[Task description] In the listing below, find the line containing "If you would be willing to indicate the green foliage". Write out that line and every line after it to the end, exactly and only those.

[Records for this task]

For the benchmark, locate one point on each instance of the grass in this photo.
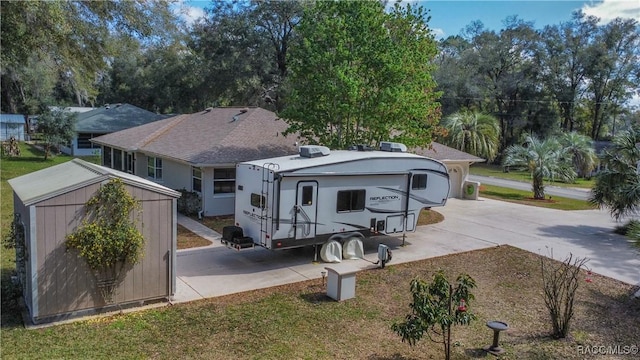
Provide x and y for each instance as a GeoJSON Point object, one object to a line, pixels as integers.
{"type": "Point", "coordinates": [497, 172]}
{"type": "Point", "coordinates": [297, 321]}
{"type": "Point", "coordinates": [216, 223]}
{"type": "Point", "coordinates": [525, 198]}
{"type": "Point", "coordinates": [188, 239]}
{"type": "Point", "coordinates": [31, 160]}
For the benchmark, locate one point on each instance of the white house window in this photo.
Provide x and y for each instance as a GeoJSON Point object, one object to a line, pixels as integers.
{"type": "Point", "coordinates": [129, 163]}
{"type": "Point", "coordinates": [117, 159]}
{"type": "Point", "coordinates": [106, 156]}
{"type": "Point", "coordinates": [154, 168]}
{"type": "Point", "coordinates": [196, 179]}
{"type": "Point", "coordinates": [224, 181]}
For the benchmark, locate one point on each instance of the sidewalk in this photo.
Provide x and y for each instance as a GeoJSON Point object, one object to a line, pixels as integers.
{"type": "Point", "coordinates": [199, 229]}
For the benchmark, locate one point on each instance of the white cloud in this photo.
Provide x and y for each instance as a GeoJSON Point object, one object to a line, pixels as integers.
{"type": "Point", "coordinates": [608, 10]}
{"type": "Point", "coordinates": [188, 13]}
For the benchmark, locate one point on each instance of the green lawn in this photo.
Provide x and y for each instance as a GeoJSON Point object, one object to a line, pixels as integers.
{"type": "Point", "coordinates": [31, 160]}
{"type": "Point", "coordinates": [497, 172]}
{"type": "Point", "coordinates": [526, 198]}
{"type": "Point", "coordinates": [298, 321]}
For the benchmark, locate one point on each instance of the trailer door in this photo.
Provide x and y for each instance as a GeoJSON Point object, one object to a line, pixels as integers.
{"type": "Point", "coordinates": [306, 209]}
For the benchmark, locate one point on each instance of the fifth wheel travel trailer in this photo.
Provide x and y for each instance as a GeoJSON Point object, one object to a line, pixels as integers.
{"type": "Point", "coordinates": [329, 197]}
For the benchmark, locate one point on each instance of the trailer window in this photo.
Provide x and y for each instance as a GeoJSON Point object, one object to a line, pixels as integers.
{"type": "Point", "coordinates": [419, 182]}
{"type": "Point", "coordinates": [224, 181]}
{"type": "Point", "coordinates": [307, 195]}
{"type": "Point", "coordinates": [351, 200]}
{"type": "Point", "coordinates": [258, 200]}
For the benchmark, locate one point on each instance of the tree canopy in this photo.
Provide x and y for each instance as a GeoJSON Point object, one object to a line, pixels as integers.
{"type": "Point", "coordinates": [361, 75]}
{"type": "Point", "coordinates": [618, 183]}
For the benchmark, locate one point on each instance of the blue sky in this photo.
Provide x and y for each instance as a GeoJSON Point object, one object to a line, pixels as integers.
{"type": "Point", "coordinates": [449, 17]}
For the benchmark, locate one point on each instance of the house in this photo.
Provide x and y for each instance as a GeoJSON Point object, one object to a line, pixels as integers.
{"type": "Point", "coordinates": [456, 161]}
{"type": "Point", "coordinates": [56, 283]}
{"type": "Point", "coordinates": [198, 152]}
{"type": "Point", "coordinates": [104, 120]}
{"type": "Point", "coordinates": [12, 125]}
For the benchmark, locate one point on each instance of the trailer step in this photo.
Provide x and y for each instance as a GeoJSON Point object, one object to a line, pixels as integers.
{"type": "Point", "coordinates": [238, 243]}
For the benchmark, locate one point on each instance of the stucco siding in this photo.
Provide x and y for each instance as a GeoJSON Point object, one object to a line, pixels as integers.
{"type": "Point", "coordinates": [176, 175]}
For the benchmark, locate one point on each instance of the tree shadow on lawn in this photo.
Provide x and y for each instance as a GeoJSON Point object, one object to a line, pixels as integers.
{"type": "Point", "coordinates": [611, 252]}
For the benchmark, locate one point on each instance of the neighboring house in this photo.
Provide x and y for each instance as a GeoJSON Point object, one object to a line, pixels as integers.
{"type": "Point", "coordinates": [56, 283]}
{"type": "Point", "coordinates": [104, 120]}
{"type": "Point", "coordinates": [12, 125]}
{"type": "Point", "coordinates": [456, 161]}
{"type": "Point", "coordinates": [199, 152]}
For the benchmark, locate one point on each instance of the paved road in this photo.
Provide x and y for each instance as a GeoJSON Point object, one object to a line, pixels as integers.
{"type": "Point", "coordinates": [571, 193]}
{"type": "Point", "coordinates": [468, 225]}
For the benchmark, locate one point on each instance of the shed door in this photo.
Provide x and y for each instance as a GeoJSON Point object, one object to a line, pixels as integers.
{"type": "Point", "coordinates": [306, 209]}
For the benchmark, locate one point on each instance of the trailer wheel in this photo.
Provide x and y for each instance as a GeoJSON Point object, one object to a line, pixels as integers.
{"type": "Point", "coordinates": [331, 251]}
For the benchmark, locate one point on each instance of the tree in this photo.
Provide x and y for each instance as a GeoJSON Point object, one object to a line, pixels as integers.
{"type": "Point", "coordinates": [473, 132]}
{"type": "Point", "coordinates": [506, 74]}
{"type": "Point", "coordinates": [582, 151]}
{"type": "Point", "coordinates": [72, 41]}
{"type": "Point", "coordinates": [436, 307]}
{"type": "Point", "coordinates": [617, 185]}
{"type": "Point", "coordinates": [360, 75]}
{"type": "Point", "coordinates": [56, 127]}
{"type": "Point", "coordinates": [241, 49]}
{"type": "Point", "coordinates": [563, 55]}
{"type": "Point", "coordinates": [543, 159]}
{"type": "Point", "coordinates": [612, 70]}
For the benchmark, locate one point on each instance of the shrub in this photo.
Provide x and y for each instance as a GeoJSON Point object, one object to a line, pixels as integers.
{"type": "Point", "coordinates": [560, 283]}
{"type": "Point", "coordinates": [436, 307]}
{"type": "Point", "coordinates": [107, 239]}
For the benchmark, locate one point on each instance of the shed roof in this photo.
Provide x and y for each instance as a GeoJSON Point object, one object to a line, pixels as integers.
{"type": "Point", "coordinates": [115, 117]}
{"type": "Point", "coordinates": [445, 153]}
{"type": "Point", "coordinates": [215, 136]}
{"type": "Point", "coordinates": [12, 118]}
{"type": "Point", "coordinates": [60, 179]}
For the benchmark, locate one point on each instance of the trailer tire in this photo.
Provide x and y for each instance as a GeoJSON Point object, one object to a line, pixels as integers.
{"type": "Point", "coordinates": [331, 252]}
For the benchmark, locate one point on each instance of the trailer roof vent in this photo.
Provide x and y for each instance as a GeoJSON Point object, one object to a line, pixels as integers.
{"type": "Point", "coordinates": [392, 147]}
{"type": "Point", "coordinates": [313, 151]}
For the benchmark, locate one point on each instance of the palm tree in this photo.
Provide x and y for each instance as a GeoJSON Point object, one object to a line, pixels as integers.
{"type": "Point", "coordinates": [543, 158]}
{"type": "Point", "coordinates": [473, 132]}
{"type": "Point", "coordinates": [618, 184]}
{"type": "Point", "coordinates": [581, 149]}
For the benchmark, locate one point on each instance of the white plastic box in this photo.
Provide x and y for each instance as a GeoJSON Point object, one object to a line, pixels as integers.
{"type": "Point", "coordinates": [341, 283]}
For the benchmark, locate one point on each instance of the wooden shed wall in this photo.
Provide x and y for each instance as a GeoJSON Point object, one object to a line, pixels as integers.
{"type": "Point", "coordinates": [65, 283]}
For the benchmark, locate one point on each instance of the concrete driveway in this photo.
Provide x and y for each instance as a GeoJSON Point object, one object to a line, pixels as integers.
{"type": "Point", "coordinates": [469, 225]}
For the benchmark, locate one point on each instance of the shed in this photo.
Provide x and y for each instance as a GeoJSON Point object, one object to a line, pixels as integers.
{"type": "Point", "coordinates": [12, 125]}
{"type": "Point", "coordinates": [57, 283]}
{"type": "Point", "coordinates": [456, 161]}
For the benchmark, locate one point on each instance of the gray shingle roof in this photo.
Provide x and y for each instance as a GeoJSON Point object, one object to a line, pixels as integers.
{"type": "Point", "coordinates": [114, 117]}
{"type": "Point", "coordinates": [444, 153]}
{"type": "Point", "coordinates": [44, 184]}
{"type": "Point", "coordinates": [219, 136]}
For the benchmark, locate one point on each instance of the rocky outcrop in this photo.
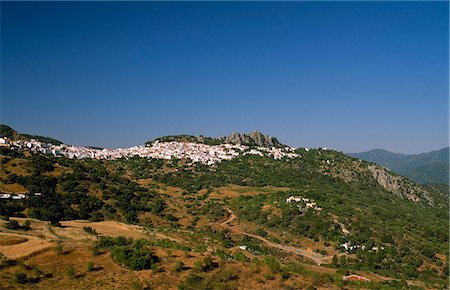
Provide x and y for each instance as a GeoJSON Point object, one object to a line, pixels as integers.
{"type": "Point", "coordinates": [400, 186]}
{"type": "Point", "coordinates": [255, 138]}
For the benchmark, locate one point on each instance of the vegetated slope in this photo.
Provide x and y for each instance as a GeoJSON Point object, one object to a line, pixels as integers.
{"type": "Point", "coordinates": [254, 138]}
{"type": "Point", "coordinates": [431, 167]}
{"type": "Point", "coordinates": [9, 132]}
{"type": "Point", "coordinates": [402, 226]}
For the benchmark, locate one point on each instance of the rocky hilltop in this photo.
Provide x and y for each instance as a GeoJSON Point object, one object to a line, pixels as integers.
{"type": "Point", "coordinates": [254, 138]}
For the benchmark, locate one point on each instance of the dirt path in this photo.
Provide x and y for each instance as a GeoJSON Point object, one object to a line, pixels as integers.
{"type": "Point", "coordinates": [290, 249]}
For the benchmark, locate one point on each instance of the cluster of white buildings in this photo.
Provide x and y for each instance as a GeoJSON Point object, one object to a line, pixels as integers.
{"type": "Point", "coordinates": [197, 152]}
{"type": "Point", "coordinates": [309, 203]}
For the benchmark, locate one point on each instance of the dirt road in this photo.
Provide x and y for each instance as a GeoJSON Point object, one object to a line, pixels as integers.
{"type": "Point", "coordinates": [289, 249]}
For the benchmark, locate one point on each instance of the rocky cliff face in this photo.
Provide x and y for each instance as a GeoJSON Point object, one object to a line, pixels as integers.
{"type": "Point", "coordinates": [400, 186]}
{"type": "Point", "coordinates": [254, 138]}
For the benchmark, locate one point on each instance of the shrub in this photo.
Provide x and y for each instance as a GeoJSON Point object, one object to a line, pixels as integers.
{"type": "Point", "coordinates": [239, 256]}
{"type": "Point", "coordinates": [71, 272]}
{"type": "Point", "coordinates": [90, 267]}
{"type": "Point", "coordinates": [12, 225]}
{"type": "Point", "coordinates": [178, 266]}
{"type": "Point", "coordinates": [27, 225]}
{"type": "Point", "coordinates": [21, 277]}
{"type": "Point", "coordinates": [133, 258]}
{"type": "Point", "coordinates": [90, 231]}
{"type": "Point", "coordinates": [59, 249]}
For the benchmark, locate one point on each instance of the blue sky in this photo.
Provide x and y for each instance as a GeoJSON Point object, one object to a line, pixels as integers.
{"type": "Point", "coordinates": [347, 75]}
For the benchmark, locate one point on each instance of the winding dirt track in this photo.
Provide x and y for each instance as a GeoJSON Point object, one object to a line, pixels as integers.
{"type": "Point", "coordinates": [290, 249]}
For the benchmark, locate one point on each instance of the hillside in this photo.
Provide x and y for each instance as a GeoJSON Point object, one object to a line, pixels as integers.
{"type": "Point", "coordinates": [252, 221]}
{"type": "Point", "coordinates": [254, 138]}
{"type": "Point", "coordinates": [6, 131]}
{"type": "Point", "coordinates": [431, 167]}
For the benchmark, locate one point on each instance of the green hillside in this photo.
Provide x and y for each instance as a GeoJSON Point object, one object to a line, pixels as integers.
{"type": "Point", "coordinates": [431, 167]}
{"type": "Point", "coordinates": [411, 227]}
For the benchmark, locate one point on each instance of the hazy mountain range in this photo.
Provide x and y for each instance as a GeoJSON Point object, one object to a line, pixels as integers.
{"type": "Point", "coordinates": [430, 167]}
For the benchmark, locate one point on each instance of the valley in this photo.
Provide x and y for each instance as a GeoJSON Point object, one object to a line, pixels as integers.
{"type": "Point", "coordinates": [253, 221]}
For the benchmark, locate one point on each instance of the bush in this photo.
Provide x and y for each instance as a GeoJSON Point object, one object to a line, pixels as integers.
{"type": "Point", "coordinates": [178, 267]}
{"type": "Point", "coordinates": [71, 272]}
{"type": "Point", "coordinates": [261, 232]}
{"type": "Point", "coordinates": [133, 258]}
{"type": "Point", "coordinates": [90, 231]}
{"type": "Point", "coordinates": [21, 277]}
{"type": "Point", "coordinates": [239, 256]}
{"type": "Point", "coordinates": [12, 225]}
{"type": "Point", "coordinates": [27, 225]}
{"type": "Point", "coordinates": [59, 249]}
{"type": "Point", "coordinates": [90, 267]}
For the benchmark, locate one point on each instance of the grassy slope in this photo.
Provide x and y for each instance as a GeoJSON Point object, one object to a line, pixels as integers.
{"type": "Point", "coordinates": [195, 198]}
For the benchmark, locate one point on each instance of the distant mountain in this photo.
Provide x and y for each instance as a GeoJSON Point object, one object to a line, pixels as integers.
{"type": "Point", "coordinates": [6, 131]}
{"type": "Point", "coordinates": [431, 167]}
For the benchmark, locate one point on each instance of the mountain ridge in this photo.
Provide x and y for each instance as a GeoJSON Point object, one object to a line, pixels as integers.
{"type": "Point", "coordinates": [428, 167]}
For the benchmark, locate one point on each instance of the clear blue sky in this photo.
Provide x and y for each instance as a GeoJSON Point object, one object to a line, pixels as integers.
{"type": "Point", "coordinates": [347, 75]}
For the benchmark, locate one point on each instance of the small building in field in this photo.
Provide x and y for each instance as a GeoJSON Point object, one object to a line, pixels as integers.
{"type": "Point", "coordinates": [354, 277]}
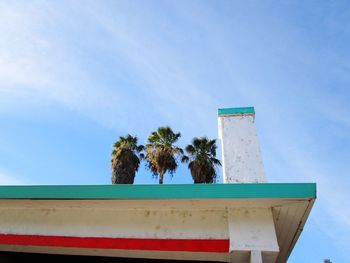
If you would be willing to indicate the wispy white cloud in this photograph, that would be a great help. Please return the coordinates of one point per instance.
(6, 179)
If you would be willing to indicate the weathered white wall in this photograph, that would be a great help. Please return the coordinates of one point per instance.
(114, 222)
(252, 230)
(241, 157)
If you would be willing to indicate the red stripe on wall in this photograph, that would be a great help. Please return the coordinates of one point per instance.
(190, 245)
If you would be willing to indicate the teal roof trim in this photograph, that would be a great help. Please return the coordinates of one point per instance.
(171, 191)
(236, 111)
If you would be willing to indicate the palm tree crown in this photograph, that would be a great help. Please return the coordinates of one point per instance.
(125, 160)
(161, 153)
(202, 160)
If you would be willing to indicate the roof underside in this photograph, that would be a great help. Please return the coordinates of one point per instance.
(291, 203)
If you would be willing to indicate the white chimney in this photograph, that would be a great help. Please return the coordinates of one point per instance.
(241, 157)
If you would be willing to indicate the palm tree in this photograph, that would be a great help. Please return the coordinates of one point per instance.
(161, 153)
(125, 162)
(202, 160)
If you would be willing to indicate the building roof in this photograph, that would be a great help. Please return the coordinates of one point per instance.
(171, 191)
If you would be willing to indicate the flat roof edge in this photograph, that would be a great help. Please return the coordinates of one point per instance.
(170, 191)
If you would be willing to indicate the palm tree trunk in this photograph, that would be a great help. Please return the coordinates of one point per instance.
(161, 176)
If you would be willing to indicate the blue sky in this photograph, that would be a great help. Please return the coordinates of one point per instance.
(75, 75)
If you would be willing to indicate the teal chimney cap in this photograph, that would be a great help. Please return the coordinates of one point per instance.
(236, 111)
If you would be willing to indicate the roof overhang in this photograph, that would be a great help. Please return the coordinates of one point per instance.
(50, 208)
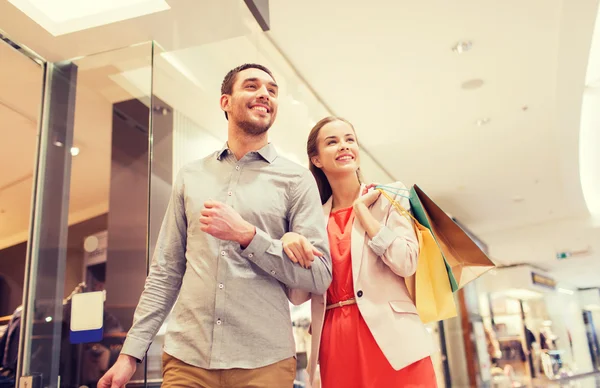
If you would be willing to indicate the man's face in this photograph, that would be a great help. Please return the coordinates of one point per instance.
(252, 104)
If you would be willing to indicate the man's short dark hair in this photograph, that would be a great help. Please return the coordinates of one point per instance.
(230, 78)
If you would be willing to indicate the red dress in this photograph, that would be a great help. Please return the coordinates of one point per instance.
(349, 357)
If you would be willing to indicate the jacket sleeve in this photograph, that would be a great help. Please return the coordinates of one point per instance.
(396, 243)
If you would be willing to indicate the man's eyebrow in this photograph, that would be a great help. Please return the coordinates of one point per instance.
(254, 79)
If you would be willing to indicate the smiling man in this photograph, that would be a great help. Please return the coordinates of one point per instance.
(219, 259)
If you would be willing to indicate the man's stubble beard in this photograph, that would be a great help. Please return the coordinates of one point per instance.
(253, 129)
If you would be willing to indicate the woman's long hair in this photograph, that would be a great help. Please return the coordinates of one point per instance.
(312, 149)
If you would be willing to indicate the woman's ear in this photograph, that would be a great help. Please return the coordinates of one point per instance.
(315, 160)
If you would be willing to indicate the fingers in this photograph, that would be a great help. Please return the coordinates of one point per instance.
(207, 212)
(106, 381)
(298, 252)
(211, 203)
(290, 254)
(307, 252)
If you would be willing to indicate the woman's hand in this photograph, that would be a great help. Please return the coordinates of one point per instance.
(299, 249)
(368, 196)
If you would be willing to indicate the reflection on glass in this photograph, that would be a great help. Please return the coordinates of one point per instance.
(21, 81)
(103, 247)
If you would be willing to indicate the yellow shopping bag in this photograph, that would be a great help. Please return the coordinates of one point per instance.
(430, 286)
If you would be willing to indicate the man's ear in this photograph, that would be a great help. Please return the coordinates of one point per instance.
(225, 102)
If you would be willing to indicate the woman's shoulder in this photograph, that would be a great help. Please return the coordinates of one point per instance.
(394, 185)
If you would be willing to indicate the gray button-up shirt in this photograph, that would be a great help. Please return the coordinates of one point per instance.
(232, 310)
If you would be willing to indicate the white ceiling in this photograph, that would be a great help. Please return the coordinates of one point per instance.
(389, 68)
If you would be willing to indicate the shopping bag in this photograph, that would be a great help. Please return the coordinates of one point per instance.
(465, 261)
(429, 287)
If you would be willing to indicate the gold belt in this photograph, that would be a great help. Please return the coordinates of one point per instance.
(340, 304)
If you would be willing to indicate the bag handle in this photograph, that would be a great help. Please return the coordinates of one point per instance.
(398, 207)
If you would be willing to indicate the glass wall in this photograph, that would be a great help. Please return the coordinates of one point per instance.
(21, 80)
(90, 217)
(117, 126)
(188, 124)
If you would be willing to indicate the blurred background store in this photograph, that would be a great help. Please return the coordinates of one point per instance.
(492, 107)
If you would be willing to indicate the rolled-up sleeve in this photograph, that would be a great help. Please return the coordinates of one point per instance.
(305, 218)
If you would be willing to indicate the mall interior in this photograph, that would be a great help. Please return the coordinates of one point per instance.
(491, 107)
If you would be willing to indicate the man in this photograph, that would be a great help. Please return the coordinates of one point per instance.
(219, 255)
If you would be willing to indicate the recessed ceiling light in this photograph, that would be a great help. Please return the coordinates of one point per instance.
(472, 84)
(462, 46)
(61, 17)
(483, 121)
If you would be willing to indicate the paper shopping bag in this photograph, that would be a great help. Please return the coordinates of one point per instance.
(464, 259)
(429, 287)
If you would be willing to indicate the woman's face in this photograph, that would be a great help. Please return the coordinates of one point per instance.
(338, 149)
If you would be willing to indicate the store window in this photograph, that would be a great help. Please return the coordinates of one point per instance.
(21, 80)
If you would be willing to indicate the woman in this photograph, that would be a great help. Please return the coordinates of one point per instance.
(365, 330)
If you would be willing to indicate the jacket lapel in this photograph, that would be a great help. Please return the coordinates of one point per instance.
(357, 238)
(356, 245)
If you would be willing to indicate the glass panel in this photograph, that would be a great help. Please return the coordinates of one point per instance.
(91, 216)
(21, 81)
(188, 124)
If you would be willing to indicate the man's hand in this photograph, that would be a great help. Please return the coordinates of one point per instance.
(221, 221)
(120, 373)
(299, 249)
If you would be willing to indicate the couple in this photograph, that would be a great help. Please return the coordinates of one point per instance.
(244, 232)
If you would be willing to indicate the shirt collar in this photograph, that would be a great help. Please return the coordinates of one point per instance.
(268, 152)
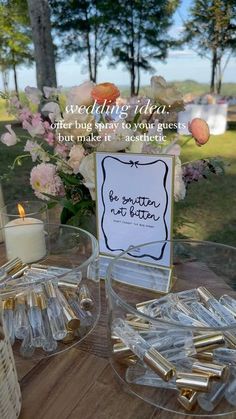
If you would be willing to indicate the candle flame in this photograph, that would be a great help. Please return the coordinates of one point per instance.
(21, 211)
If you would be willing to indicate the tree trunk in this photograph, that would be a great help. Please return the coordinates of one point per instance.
(15, 80)
(213, 71)
(43, 46)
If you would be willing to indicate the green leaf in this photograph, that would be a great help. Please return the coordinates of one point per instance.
(70, 179)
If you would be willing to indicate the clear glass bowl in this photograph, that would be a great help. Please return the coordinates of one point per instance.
(195, 264)
(72, 250)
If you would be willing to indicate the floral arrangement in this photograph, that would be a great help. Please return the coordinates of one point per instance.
(64, 129)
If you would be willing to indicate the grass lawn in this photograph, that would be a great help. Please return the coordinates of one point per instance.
(210, 204)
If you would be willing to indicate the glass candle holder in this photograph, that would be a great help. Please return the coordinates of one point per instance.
(24, 209)
(51, 304)
(176, 351)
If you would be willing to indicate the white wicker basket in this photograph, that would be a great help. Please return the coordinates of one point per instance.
(10, 395)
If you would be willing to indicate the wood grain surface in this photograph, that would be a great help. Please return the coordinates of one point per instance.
(80, 383)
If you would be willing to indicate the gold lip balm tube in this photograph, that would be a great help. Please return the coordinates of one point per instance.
(9, 268)
(204, 294)
(71, 319)
(121, 350)
(205, 343)
(187, 398)
(197, 382)
(140, 347)
(216, 371)
(8, 317)
(204, 356)
(85, 299)
(154, 360)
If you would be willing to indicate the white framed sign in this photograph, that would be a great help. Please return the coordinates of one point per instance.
(134, 204)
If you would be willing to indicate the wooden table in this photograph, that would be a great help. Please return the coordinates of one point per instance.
(80, 383)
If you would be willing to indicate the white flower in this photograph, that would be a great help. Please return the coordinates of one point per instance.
(36, 151)
(53, 111)
(9, 138)
(78, 125)
(87, 170)
(33, 94)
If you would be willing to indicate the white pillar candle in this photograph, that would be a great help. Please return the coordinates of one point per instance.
(25, 238)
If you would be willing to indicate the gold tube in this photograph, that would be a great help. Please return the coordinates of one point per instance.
(19, 272)
(197, 382)
(205, 343)
(204, 356)
(187, 398)
(11, 263)
(72, 321)
(213, 370)
(128, 361)
(154, 360)
(120, 350)
(143, 304)
(204, 294)
(20, 298)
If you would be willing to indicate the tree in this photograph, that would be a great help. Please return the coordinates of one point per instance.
(39, 12)
(82, 27)
(139, 32)
(211, 28)
(15, 41)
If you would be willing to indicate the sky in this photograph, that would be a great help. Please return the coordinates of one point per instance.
(180, 65)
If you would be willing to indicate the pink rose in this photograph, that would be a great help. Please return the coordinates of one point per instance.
(200, 131)
(44, 179)
(9, 138)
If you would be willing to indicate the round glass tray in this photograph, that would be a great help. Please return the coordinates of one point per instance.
(49, 287)
(137, 327)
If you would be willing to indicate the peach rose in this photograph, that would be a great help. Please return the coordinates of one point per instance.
(105, 91)
(200, 131)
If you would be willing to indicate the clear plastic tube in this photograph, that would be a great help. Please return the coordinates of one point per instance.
(49, 344)
(208, 401)
(27, 348)
(8, 316)
(21, 321)
(205, 315)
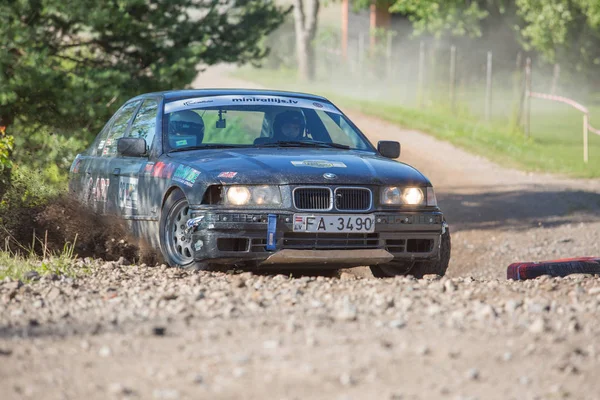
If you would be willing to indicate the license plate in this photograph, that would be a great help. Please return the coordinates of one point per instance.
(334, 223)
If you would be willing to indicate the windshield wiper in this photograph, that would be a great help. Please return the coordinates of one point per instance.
(208, 146)
(297, 143)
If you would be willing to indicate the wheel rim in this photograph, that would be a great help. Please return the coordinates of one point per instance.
(178, 240)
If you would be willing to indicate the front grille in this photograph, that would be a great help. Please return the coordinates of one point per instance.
(312, 198)
(337, 241)
(409, 245)
(353, 199)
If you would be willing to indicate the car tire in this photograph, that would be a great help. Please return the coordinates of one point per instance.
(175, 244)
(418, 268)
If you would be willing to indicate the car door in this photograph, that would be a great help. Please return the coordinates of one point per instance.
(102, 188)
(81, 182)
(131, 174)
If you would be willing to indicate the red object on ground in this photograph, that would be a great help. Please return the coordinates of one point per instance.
(563, 267)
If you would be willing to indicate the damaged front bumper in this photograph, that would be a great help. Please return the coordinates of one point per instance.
(268, 239)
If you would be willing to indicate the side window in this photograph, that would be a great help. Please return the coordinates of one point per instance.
(144, 124)
(98, 144)
(118, 128)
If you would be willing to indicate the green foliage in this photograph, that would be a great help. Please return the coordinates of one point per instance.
(66, 65)
(15, 264)
(49, 151)
(555, 145)
(6, 148)
(564, 31)
(440, 17)
(27, 191)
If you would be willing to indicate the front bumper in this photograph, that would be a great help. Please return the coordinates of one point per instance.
(235, 237)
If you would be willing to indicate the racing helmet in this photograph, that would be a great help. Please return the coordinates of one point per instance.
(186, 128)
(289, 125)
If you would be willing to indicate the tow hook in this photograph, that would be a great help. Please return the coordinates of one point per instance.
(192, 224)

[Solution for this exercise]
If you would be willing to indicate the green foliage in this photograph, that would be a great help. Please return the coordinates of one point per instance.
(66, 65)
(15, 264)
(49, 151)
(555, 145)
(6, 148)
(564, 31)
(440, 17)
(27, 191)
If you would be willing to indicate the front bumper in this photograph, that would be a great help. Please return the coordinates of one point per instance.
(235, 237)
If you would be willing to indicate the racing helmet in this photograph, that would be a great help. Please return the coordinates of one point per instance.
(186, 128)
(289, 125)
If you would be willing to indicate the tow hook in this photograph, that would be a great help. Please return the coordinates of one point per instance.
(192, 224)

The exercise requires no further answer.